Assignment – Copy out each entry below verbatim, skipping the images.

Point localization data –
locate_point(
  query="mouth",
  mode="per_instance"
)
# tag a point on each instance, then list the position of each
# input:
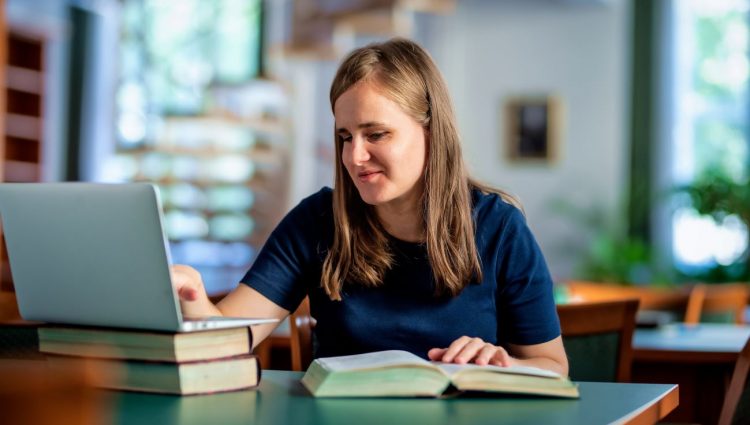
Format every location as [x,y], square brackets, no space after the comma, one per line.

Response –
locate_point(
  query="mouth",
  mode="per_instance"
)
# tag a point on each instance, then list the position of each
# input:
Format every location as [x,y], square brackets, no space after the comma, one per line.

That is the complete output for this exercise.